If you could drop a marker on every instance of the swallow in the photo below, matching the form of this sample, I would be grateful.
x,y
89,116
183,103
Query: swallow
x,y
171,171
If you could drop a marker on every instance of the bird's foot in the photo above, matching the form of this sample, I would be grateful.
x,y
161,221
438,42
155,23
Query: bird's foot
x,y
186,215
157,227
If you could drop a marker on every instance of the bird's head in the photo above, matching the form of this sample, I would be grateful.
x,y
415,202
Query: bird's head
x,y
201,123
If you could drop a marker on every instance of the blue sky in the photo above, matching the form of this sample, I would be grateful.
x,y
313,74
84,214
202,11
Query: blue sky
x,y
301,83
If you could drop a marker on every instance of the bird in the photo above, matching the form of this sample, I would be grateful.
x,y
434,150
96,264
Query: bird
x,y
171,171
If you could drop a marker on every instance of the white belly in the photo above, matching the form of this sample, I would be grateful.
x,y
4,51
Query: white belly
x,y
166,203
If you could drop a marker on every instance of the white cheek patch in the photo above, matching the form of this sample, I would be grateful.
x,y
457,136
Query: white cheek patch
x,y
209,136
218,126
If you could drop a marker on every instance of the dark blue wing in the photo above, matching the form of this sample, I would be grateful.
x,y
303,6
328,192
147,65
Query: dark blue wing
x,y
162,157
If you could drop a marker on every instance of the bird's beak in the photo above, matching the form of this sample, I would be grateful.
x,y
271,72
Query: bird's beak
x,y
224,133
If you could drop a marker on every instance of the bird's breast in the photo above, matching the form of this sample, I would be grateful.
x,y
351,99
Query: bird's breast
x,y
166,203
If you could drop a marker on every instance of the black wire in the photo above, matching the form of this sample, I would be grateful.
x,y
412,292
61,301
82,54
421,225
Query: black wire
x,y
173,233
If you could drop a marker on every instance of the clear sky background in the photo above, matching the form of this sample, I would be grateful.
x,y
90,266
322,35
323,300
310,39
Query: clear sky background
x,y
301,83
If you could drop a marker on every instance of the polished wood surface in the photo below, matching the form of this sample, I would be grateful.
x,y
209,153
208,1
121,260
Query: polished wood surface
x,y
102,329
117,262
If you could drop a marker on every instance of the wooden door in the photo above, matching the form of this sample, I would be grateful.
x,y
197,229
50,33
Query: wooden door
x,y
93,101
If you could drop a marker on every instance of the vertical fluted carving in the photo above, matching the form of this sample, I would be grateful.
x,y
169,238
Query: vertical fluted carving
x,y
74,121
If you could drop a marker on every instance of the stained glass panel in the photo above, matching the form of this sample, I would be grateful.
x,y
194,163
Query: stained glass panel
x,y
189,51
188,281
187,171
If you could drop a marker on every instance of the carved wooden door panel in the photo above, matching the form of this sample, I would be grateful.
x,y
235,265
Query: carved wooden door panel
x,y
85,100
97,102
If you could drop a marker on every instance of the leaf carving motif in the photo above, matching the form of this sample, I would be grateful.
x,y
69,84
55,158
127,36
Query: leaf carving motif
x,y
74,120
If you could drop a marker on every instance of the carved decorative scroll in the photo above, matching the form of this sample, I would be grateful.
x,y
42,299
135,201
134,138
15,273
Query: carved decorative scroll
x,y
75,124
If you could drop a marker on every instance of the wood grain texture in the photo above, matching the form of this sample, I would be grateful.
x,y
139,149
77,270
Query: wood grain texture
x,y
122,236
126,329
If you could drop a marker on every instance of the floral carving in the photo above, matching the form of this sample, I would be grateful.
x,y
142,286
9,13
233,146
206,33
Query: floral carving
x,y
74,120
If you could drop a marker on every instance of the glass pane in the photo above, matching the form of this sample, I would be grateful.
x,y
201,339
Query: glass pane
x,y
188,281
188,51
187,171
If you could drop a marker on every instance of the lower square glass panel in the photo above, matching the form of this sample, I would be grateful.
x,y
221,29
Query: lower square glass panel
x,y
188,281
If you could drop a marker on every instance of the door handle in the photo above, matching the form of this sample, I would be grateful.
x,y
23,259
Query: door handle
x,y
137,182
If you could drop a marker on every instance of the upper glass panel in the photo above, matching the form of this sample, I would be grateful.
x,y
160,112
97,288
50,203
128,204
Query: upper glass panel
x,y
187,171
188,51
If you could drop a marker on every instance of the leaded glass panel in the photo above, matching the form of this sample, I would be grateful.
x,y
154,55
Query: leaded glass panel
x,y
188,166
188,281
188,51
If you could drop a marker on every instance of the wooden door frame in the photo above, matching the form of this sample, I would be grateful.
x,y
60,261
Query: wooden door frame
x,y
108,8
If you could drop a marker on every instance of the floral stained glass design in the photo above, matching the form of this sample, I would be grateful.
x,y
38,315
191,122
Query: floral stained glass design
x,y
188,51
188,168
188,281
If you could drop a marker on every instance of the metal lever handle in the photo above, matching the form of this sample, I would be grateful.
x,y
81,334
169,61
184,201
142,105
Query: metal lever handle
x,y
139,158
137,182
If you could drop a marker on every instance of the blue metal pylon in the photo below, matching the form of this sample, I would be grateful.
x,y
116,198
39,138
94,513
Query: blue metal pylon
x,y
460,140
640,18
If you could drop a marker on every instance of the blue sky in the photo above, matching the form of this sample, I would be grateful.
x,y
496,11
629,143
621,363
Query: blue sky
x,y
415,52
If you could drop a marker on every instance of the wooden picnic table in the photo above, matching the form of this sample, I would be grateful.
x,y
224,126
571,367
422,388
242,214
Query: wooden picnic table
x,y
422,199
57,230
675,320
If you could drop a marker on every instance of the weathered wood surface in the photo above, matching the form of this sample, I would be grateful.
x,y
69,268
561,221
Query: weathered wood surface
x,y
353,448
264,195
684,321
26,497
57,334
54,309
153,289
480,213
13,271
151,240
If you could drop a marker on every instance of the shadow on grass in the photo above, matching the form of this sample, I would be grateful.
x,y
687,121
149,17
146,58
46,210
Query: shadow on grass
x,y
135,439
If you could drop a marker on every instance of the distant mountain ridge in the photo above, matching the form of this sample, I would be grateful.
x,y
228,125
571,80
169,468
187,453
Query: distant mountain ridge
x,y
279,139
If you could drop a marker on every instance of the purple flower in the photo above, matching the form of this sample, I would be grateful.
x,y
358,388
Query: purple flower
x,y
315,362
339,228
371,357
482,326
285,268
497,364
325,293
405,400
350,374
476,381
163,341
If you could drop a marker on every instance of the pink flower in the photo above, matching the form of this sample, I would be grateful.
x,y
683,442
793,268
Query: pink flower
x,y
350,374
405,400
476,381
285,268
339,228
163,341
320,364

---

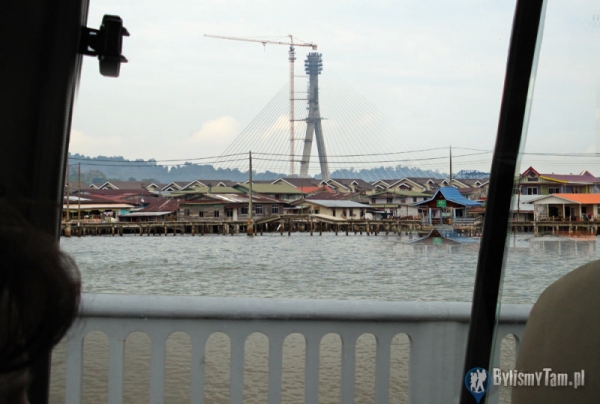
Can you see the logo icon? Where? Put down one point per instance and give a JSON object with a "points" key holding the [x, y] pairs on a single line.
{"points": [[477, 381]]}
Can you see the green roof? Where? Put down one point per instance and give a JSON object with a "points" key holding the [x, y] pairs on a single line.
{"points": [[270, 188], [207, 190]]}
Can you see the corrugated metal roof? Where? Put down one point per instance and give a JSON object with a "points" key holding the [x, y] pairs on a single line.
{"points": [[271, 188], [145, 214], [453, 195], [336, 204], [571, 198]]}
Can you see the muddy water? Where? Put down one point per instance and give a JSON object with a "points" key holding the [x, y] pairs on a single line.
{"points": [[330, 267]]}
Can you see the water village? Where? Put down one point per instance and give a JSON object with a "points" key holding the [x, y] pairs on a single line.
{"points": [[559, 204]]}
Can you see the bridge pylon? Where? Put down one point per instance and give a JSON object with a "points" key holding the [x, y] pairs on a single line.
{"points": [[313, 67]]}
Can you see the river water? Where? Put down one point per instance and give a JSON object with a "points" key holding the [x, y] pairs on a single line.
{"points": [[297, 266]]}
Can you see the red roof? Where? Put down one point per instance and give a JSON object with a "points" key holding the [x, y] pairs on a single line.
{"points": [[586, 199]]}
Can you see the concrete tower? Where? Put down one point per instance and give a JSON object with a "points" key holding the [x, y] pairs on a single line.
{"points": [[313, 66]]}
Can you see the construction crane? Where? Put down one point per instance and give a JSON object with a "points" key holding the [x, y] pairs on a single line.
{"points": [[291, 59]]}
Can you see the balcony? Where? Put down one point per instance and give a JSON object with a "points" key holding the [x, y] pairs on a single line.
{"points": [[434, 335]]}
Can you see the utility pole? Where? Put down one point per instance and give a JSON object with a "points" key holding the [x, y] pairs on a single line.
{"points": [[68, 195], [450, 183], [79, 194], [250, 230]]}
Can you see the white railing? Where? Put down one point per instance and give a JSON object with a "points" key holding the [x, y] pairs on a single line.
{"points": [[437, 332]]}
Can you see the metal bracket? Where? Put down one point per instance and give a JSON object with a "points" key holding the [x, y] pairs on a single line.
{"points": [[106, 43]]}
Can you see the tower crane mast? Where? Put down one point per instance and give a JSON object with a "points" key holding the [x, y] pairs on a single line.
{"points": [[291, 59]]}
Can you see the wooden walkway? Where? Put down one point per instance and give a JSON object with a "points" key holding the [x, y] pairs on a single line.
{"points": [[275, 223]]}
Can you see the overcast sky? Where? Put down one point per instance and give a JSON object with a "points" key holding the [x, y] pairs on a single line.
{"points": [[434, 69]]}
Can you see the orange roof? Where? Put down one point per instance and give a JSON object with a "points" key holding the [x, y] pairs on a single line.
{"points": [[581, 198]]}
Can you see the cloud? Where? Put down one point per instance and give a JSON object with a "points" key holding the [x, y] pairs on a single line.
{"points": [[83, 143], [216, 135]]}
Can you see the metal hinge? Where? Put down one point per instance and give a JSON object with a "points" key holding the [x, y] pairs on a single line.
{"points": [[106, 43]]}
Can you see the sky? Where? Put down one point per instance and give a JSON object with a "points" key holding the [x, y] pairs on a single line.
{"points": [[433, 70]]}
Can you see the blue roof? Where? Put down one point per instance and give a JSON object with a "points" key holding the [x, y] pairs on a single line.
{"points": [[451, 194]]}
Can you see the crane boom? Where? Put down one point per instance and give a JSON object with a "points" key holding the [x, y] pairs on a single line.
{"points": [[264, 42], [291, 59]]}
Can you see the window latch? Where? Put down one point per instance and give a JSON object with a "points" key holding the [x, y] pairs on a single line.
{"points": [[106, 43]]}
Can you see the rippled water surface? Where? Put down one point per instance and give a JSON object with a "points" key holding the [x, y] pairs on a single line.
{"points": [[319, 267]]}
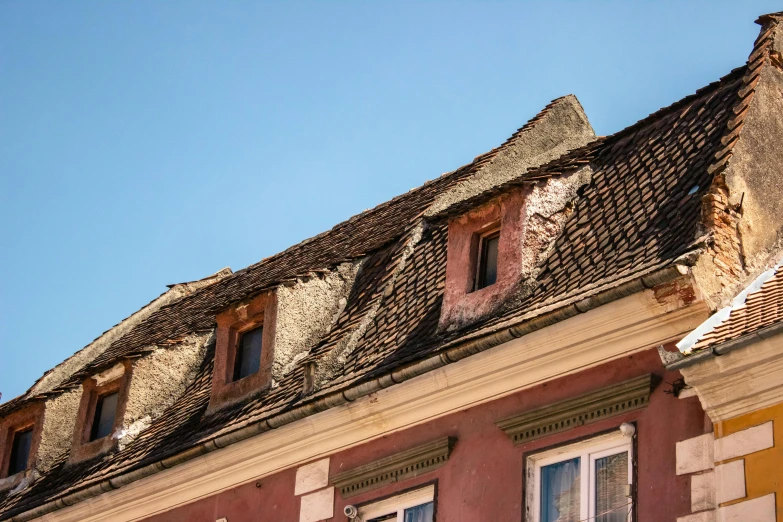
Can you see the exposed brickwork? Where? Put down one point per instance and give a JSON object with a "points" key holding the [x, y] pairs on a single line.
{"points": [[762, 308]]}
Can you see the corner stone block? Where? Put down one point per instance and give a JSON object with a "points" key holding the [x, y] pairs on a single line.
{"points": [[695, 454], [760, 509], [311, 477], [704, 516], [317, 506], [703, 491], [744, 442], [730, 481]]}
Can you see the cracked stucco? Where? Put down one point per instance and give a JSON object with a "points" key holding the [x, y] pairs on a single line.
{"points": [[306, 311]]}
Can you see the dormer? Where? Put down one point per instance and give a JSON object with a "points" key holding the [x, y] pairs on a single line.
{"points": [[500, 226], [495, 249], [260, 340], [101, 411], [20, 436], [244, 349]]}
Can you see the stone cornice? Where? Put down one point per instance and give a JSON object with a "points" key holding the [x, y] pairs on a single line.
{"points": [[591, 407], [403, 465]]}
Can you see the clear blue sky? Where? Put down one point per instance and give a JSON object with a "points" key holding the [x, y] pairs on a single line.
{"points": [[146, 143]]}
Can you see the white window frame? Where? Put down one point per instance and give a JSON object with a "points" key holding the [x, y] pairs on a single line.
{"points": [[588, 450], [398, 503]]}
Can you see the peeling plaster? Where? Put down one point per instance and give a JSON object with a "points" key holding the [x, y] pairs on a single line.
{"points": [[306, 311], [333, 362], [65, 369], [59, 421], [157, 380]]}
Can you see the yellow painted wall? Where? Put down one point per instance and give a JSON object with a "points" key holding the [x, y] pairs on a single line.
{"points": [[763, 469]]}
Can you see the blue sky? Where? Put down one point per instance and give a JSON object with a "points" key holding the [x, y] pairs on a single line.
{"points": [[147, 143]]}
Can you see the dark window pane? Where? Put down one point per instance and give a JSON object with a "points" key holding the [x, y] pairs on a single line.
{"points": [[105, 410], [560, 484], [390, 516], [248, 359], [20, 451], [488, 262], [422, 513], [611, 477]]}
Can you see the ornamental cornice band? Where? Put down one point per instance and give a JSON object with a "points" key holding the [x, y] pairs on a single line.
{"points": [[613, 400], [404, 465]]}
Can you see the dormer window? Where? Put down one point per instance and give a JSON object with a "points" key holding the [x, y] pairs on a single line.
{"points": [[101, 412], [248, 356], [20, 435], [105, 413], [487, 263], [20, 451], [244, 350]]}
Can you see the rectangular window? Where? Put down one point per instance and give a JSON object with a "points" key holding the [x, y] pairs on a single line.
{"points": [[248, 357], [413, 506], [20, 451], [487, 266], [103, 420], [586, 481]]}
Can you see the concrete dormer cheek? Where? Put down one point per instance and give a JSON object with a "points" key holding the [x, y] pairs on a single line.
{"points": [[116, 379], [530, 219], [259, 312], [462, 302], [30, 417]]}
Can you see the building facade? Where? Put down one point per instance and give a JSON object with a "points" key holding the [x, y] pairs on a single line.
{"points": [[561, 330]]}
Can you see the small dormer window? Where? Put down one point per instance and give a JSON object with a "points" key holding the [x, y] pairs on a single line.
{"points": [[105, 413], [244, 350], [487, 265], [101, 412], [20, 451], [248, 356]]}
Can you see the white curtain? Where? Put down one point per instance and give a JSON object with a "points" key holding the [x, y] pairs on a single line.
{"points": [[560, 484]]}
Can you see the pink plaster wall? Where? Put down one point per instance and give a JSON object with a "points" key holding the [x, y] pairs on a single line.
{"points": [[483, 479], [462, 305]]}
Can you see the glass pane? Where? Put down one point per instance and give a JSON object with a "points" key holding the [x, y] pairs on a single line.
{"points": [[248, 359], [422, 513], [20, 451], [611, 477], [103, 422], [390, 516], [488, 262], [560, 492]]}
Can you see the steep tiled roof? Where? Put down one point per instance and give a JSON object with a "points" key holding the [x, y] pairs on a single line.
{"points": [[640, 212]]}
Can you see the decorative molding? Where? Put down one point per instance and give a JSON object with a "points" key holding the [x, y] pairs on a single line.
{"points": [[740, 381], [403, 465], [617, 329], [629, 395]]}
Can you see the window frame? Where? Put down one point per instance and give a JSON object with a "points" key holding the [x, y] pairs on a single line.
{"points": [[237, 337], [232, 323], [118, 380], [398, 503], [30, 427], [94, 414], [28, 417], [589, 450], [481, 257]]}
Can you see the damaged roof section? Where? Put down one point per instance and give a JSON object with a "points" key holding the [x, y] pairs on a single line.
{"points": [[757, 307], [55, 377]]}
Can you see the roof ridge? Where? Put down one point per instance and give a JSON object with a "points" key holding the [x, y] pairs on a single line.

● **WORK ORDER**:
What is asked for is an exact copy of the lines above from the one containing "Can you see the white curtain?" through the one containing "Can you see the roof", and only those.

● **THE COMPLETED TASK**:
Can you see the white curtain? Where? Put down one point per instance and give a JSON object with a "points" key holding the [x, y] pairs on a single line.
{"points": [[560, 484]]}
Can you see the pink plaster wall? Where? Put down one point per instance and give a JSON object with a "points" key holding the [x, y] pairs on a single line.
{"points": [[483, 479], [462, 305]]}
Can you see the glass pane? Where? Put down one point per instance and give a JSON object with a "points" key holding the [x, y] pairs on a single line.
{"points": [[248, 359], [422, 513], [20, 451], [611, 477], [103, 422], [390, 516], [488, 262], [560, 492]]}
Can you see the steep tiled roof? Where? Put down one point per instance and give a JSON object with a "points" key holding the [x, y] pairs on a single line.
{"points": [[640, 212]]}
Can you see the decorative molding? Where? Put down one point per instance and give a JSON object with a "points" key holding the [x, y] pairs on a single line.
{"points": [[740, 381], [403, 465], [617, 329], [629, 395]]}
Can you see the window frame? Where? Put down one point per instance and give a JSON object with a "points" key holding the [x, y] pairs on a single line.
{"points": [[237, 337], [232, 323], [118, 380], [398, 503], [30, 427], [94, 414], [28, 417], [589, 450], [481, 257]]}
Can you see the damaged roof section? Where? Put down one point per instance and give a JSON object with a "points" key holding the [x, y] pairs on a single line.
{"points": [[757, 307], [55, 377]]}
Can you see the roof ridge? Where? Put down one point per instance and give a JSON object with a "points" key holding the [x, y] pairs on a single line.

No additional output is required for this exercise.